WRITTEN INSTRUCTION: Could you quote, exactly as they stand, the lines running from the one with "point: black trousers" to the final line of the material?

RECORD SET:
________________________________________

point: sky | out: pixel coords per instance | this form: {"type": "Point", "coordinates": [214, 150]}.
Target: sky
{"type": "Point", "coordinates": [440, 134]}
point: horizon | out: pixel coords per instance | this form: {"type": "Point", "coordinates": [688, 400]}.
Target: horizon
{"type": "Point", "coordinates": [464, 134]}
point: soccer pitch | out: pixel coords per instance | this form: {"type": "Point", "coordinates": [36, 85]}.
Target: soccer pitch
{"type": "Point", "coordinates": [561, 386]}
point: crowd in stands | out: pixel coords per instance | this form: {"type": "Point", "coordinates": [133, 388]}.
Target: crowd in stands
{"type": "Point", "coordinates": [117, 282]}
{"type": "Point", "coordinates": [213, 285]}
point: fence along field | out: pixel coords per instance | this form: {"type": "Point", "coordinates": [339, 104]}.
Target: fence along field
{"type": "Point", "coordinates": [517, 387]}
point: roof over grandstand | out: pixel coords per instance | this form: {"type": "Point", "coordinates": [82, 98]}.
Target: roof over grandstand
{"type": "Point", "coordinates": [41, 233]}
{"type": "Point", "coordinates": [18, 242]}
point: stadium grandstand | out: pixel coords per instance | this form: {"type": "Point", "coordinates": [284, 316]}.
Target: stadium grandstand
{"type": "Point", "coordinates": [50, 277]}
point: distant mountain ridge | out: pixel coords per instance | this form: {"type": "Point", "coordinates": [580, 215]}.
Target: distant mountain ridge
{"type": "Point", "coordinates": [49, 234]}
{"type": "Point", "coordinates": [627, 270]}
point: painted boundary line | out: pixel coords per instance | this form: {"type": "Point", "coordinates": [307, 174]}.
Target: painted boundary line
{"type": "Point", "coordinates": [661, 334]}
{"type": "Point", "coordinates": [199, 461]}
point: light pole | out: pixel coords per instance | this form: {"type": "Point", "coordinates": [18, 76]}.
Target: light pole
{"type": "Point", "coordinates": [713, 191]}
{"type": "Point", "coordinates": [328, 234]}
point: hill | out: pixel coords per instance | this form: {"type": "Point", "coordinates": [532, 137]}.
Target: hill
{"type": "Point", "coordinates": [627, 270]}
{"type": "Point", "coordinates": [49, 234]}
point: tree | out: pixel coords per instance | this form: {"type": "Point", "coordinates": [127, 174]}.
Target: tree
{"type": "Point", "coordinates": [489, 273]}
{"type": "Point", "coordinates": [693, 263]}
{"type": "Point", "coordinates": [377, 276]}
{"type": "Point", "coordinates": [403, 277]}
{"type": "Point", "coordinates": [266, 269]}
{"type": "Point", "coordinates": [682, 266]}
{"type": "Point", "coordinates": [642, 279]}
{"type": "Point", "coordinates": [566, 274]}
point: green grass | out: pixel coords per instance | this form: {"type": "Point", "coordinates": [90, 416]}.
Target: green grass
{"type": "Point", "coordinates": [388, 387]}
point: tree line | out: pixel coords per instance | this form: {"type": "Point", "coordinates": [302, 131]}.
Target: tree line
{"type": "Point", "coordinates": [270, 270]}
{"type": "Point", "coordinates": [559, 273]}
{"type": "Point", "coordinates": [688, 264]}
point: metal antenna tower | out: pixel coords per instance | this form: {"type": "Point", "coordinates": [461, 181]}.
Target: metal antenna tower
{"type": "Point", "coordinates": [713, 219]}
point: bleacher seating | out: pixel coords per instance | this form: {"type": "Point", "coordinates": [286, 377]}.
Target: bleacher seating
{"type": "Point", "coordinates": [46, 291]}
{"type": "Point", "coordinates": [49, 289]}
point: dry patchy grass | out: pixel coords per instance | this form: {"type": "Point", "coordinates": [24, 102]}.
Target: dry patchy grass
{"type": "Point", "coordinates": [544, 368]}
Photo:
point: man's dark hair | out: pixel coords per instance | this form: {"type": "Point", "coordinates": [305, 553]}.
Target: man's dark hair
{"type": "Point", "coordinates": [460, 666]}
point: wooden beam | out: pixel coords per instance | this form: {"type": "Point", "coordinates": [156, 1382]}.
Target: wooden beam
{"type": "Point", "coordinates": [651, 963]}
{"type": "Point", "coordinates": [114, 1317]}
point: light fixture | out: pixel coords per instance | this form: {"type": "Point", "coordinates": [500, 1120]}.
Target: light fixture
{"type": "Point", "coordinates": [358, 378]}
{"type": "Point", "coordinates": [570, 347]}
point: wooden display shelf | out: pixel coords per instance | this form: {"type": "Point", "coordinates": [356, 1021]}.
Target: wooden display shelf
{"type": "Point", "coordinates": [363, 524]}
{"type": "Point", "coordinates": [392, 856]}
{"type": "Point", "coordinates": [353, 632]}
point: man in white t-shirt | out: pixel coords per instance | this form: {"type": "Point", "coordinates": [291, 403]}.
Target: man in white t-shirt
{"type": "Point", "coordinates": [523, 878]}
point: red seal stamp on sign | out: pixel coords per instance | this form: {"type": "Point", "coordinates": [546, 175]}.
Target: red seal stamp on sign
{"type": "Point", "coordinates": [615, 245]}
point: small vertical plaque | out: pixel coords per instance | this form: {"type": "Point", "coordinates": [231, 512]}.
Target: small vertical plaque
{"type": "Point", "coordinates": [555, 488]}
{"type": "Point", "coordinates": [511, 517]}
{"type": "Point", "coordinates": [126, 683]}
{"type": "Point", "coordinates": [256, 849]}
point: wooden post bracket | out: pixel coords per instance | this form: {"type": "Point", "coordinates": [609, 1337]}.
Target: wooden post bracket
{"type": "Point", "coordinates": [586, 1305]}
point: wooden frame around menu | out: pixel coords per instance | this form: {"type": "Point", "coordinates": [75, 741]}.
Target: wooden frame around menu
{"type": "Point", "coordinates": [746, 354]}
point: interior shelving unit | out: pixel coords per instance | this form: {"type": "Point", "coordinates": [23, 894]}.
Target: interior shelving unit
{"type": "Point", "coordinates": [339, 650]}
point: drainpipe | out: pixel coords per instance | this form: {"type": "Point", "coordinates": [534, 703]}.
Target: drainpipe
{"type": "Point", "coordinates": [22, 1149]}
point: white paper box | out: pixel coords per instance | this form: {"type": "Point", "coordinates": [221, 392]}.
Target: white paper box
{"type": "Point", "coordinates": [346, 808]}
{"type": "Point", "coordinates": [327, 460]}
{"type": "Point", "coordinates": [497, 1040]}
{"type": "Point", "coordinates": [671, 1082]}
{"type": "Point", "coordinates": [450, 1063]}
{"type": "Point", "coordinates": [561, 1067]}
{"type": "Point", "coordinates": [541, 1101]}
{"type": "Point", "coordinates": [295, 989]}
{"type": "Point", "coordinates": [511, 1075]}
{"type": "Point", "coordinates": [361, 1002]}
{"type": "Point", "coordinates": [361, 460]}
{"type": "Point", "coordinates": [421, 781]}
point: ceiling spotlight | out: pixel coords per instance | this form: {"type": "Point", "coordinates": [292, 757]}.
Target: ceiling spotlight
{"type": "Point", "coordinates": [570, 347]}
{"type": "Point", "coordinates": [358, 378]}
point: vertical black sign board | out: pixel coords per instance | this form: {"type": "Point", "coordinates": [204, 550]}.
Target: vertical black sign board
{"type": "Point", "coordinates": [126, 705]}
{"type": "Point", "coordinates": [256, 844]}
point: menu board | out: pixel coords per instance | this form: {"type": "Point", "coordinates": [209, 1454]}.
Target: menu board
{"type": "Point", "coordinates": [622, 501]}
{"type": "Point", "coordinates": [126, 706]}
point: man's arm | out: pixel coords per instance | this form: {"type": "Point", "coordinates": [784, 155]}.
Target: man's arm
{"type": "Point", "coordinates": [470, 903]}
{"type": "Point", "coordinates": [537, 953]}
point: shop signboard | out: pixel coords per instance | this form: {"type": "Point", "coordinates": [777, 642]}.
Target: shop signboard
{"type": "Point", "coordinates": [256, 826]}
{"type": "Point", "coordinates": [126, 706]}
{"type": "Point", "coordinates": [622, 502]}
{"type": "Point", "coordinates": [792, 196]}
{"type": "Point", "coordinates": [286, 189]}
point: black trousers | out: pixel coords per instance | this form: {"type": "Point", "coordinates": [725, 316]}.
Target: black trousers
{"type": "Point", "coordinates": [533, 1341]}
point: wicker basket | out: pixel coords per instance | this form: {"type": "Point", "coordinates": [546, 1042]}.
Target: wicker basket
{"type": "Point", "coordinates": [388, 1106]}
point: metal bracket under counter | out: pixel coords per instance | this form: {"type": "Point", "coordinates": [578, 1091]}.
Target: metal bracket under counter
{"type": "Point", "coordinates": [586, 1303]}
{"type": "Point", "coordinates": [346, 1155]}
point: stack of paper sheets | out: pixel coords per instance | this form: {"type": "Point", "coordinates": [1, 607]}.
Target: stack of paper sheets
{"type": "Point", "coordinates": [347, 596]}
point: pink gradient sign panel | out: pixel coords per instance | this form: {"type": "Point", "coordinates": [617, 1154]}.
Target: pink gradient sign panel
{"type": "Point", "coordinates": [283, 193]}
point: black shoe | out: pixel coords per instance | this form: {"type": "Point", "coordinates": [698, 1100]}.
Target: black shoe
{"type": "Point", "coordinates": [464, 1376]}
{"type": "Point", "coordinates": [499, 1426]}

________________________________________

REPLY:
point: black trousers | out: pixel coords per instance | this form: {"type": "Point", "coordinates": [725, 316]}.
Target: black trousers
{"type": "Point", "coordinates": [533, 1341]}
point: wicker basket | out: pixel coords per instance | this form: {"type": "Point", "coordinates": [546, 1042]}.
Target: wicker basket
{"type": "Point", "coordinates": [388, 1106]}
point: metal bracket under counter | out: pixel coords per instance | this form: {"type": "Point", "coordinates": [578, 1091]}.
Target: metal bracket under counter
{"type": "Point", "coordinates": [586, 1303]}
{"type": "Point", "coordinates": [346, 1155]}
point: stack of paper sheets | out: pixel coords per instance | this form: {"type": "Point", "coordinates": [1, 607]}.
Target: stack of paper sheets
{"type": "Point", "coordinates": [347, 596]}
point: pink gradient sign panel | out: pixel coords per instance | this form: {"type": "Point", "coordinates": [617, 1154]}.
Target: pink gradient sign panel
{"type": "Point", "coordinates": [283, 193]}
point: black shoe | out: pixel coords per instance | this form: {"type": "Point", "coordinates": [698, 1100]}.
Target: black shoe
{"type": "Point", "coordinates": [464, 1376]}
{"type": "Point", "coordinates": [499, 1426]}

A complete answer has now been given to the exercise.